A plan that survives a meteor strike

Your brain ignores a million weird disasters every time you make a plan. That's nonmonotonic thinking.

You need to get to the airport. You picture the route: walk to the bus stop, take the 42 bus, then the train. Done. You don’t consider that an earthquake might swallow the road, or a meteor could land on the train. You don’t even worry about traffic jams unless someone warns you. In a few seconds, your mind ignores most of the universe, trusts that things will stay the same, and settles on a plan.

This kind of everyday thinking is so natural that we barely notice it. But for a computer, it’s a nightmare. A machine programmed with the rules of strict logic would have to check every possible disaster before concluding anything — and there are billions. The story of how artificial intelligence researchers tried to give computers this flexible, jump-to-conclusions kind of reasoning is a wild ride through broken rules, stubborn turkeys, and a puzzle that changed logic forever.

When logic is too logical

Classical logic chains are like unbreakable dominos — add a new fact and the chain never falls apart.

For centuries, logic was the study of perfect, airtight reasoning. Mathematicians built systems where if you start with true statements and follow the rules, your conclusion is guaranteed. Most importantly, these systems are monotonic: adding new information never removes a conclusion you already proved. If you know that “All birds fly” and “Tweety is a bird,” you can prove “Tweety flies.” Learning that “Tweety is yellow” won’t change that proof.

Classical logic was designed for mathematics, and it works beautifully there. But everyday life isn’t monotonic. You walk into the kitchen, smell brownies baking, and conclude your sister made brownies. Then you hear her voice on a phone call in the other room, and you immediately abandon your conclusion — maybe your dad baked. Your reasoning retracts an earlier claim. That’s nonmonotonic: the reasoning backs up when new evidence arrives.

--------

TASKS:
**a)** Answer these questions about the text on nonmonotonic thinking, one answer per line with matching marks:
(i) Which bus appears in the planned route to the airport?
(ii) What term names systems in which adding new information never removes a conclusion already proved?
(iii) In the kitchen scene, what leads the reasoner to drop the idea that the sister made brownies?
**b)** Pick up the text on nonmonotonic thinking after its final sentence and continue it in the same voice.

DATA EXTRACT:
--------

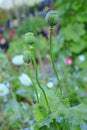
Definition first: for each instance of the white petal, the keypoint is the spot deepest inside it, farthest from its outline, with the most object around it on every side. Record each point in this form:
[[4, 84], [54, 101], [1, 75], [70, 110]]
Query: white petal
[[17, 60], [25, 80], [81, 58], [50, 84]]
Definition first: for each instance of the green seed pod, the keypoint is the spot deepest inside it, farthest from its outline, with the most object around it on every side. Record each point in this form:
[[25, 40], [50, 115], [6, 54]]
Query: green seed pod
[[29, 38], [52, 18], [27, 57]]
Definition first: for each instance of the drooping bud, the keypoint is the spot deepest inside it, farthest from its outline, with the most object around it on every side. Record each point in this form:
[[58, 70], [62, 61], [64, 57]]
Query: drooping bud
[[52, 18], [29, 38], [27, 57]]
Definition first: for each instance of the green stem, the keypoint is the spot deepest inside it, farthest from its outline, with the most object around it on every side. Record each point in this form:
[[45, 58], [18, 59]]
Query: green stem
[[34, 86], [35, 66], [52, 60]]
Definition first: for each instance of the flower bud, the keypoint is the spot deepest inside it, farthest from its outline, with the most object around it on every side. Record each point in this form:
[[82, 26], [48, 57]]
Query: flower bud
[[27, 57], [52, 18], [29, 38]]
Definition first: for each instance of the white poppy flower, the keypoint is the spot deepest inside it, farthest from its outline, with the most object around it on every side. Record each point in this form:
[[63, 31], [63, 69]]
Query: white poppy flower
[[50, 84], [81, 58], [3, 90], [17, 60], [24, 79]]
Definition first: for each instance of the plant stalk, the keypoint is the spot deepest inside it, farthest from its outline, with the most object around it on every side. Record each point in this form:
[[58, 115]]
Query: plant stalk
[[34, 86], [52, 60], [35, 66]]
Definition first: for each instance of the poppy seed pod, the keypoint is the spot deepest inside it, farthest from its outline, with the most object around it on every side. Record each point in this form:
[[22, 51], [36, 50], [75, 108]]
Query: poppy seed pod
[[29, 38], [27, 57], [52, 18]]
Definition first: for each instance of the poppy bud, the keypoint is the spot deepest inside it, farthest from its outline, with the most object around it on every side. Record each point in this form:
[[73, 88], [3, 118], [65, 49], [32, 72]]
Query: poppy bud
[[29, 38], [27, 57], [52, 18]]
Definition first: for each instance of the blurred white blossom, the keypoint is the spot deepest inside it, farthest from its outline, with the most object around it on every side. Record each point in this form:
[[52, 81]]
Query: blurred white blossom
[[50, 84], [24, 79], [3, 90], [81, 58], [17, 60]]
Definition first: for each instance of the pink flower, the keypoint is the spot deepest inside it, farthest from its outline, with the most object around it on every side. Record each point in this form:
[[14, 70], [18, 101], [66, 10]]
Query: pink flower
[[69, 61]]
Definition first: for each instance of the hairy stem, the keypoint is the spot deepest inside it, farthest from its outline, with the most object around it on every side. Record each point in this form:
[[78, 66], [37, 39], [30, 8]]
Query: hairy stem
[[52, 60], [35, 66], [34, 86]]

--------

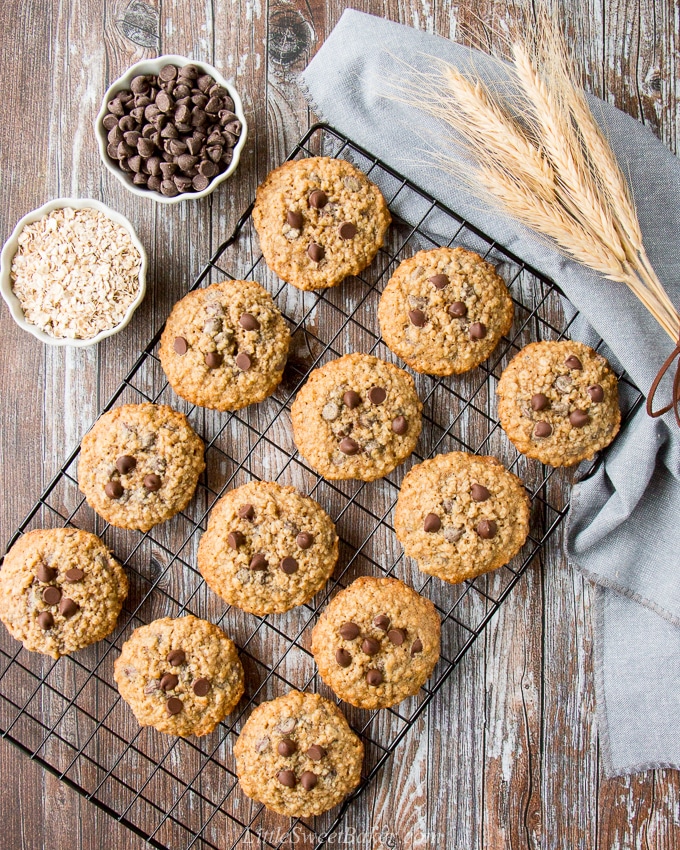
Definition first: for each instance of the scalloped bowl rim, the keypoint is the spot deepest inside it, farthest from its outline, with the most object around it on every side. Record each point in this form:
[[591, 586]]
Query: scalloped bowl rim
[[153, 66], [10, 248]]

--------

PER-TASK OUTPUTS:
**a)**
(i) The 42 bus.
(ii) Monotonic.
(iii) Hearing her voice on a phone call in the other room.

**b)**
Computer scientist John McCarthy saw this problem in the 1950s. He believed that if we ever wanted a machine with real common sense, we’d need a logic that could make educated guesses, assume things were normal unless proven otherwise, and gracefully change its mind. That vision sparked a decades-long quest for nonmonotonic logic.

Defaults and the art of guessing safely

You assume a bird can fly — unless someone mentions a penguin. That's a "default rule."

Think about how you reason about a party. You assume your friend Sam will come, because Sam always comes. That’s a default rule: in the absence of information that Sam is sick or away, you conclude Sam will be there. The rule isn’t a guarantee — it’s a bet that works most of the time. You might write it as: If nothing blocks it, conclude Sam is coming. If later you hear Sam has the flu, you withdraw the conclusion.

In the 1980s, researchers like Ray Reiter, Drew McDermott, and Jon Doyle turned this idea into formal systems. Reiter’s default logic allowed a machine to store two things: plain facts (like “penguins are birds”) and default rules (like “typically, birds fly”). When the machine needed an answer, it would apply defaults unless they conflicted with something else it knew. That gave it flexibility — the logic didn’t have to list every exception in advance.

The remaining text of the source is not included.